## Work instructions
1. In the forum thread about Becky's violin, what word is stamped on the back of the violin near the neck?
2. Extend the forum thread about Becky's violin past its final post.

# Becky's Violin



## becky

Here's a pic of my violin. She was made in 1907, I think I should have a party for her in 2 1/2 years. She has HOPF stamped on the back by the neck and has a nice mother-of-pearl in-laid tailpiece. She has a good quality sound and was a deal for the price (when I got her appraised 12 years ago, she was valued at twice the money I bought and repaired her for.) I say she, because she is a distinctly feminine violin  I should get her reappraised sometime ... when I get around to it  She probably is all the violin I will ever need, but who knows what the future has in store? 

P.S. Her name is Rosy


----------



## Nox

...lovely...and great picture too!...


----------



## baroque flute

Thanks for sharing the picture. It's a nice violin and a nice name.  What kind of sound does it have?


----------



## baroque flute

Wow, that violin is old!! BUt I guess it is a great deal newer than a Stradivardius! Don't violins increase in value when they get older, if kept in good condition?


----------



## Daniel

Yes, baroque, actually i would prefer old violins much more than new built ones. New ones feel a bit cold sometimes and need years to development a strong convincable sounding.

Rosy is really charming :wub:.


----------



## becky

> _Originally posted by baroque flute_@Aug 7 2004, 12:02 AM
> *Thanks for sharing the picture. It's a nice violin and a nice name.  What kind of sound does it have?
> [snapback]1330[/snapback]​*


Her sound is rather deep from what I can tell. The sound also carries very well. I don't know the correct words to describe her sound, though. All recordings that I've done do not do her justice, so it would be hard to pick the sound from one of my recordings. I'm new to recording on the computer so I've only been using my cheap-o microphone and Windows programs!

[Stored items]
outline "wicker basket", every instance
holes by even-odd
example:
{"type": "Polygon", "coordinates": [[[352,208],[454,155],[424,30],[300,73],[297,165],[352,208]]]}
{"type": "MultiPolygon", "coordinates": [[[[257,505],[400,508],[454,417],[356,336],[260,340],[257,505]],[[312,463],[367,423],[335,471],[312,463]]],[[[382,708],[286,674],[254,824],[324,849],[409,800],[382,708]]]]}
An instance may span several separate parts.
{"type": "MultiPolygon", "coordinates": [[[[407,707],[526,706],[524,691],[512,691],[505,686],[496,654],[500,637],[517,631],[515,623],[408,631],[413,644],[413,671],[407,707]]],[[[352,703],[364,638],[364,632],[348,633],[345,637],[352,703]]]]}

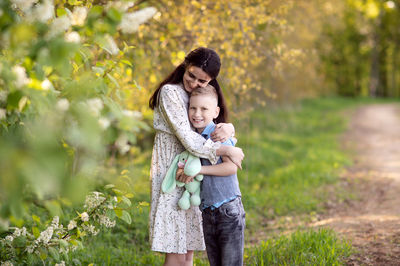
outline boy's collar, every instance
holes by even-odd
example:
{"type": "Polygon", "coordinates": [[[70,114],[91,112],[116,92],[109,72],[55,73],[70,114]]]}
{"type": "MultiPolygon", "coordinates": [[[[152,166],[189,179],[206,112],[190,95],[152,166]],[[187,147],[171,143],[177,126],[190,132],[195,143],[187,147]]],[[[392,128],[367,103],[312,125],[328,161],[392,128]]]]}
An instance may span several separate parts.
{"type": "Polygon", "coordinates": [[[215,128],[215,124],[214,124],[213,121],[211,121],[211,122],[203,129],[203,132],[201,132],[200,134],[201,134],[203,137],[209,137],[210,134],[214,131],[214,128],[215,128]]]}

## Results
1. HOPF

2.
----------



## oistrach13

she's wonderful .

thanks for sharing. a small question, do you know where it came from? looks a bit german to me. (of course I wouldn't know, I'm an idiot when it comes to these things)


----------



## becky

> _Originally posted by oistrach13_@Aug 26 2004, 03:22 PM
> *she's wonderful .
> 
> thanks for sharing. a small question, do you know where it came from? looks a bit german to me. (of course I wouldn't know, I'm an idiot when it comes to these things)
> [snapback]1641[/snapback]​*


Yep, it's a German instrument, which is great since I'm half German!

My instrument and I have similar roots :wub:

That probably sounded corny! :lol:


----------



## Daniel

You are half German? That's great


----------



## oistrach13

that is nice .

I suppose it has a high arching? I can't tell from the picture.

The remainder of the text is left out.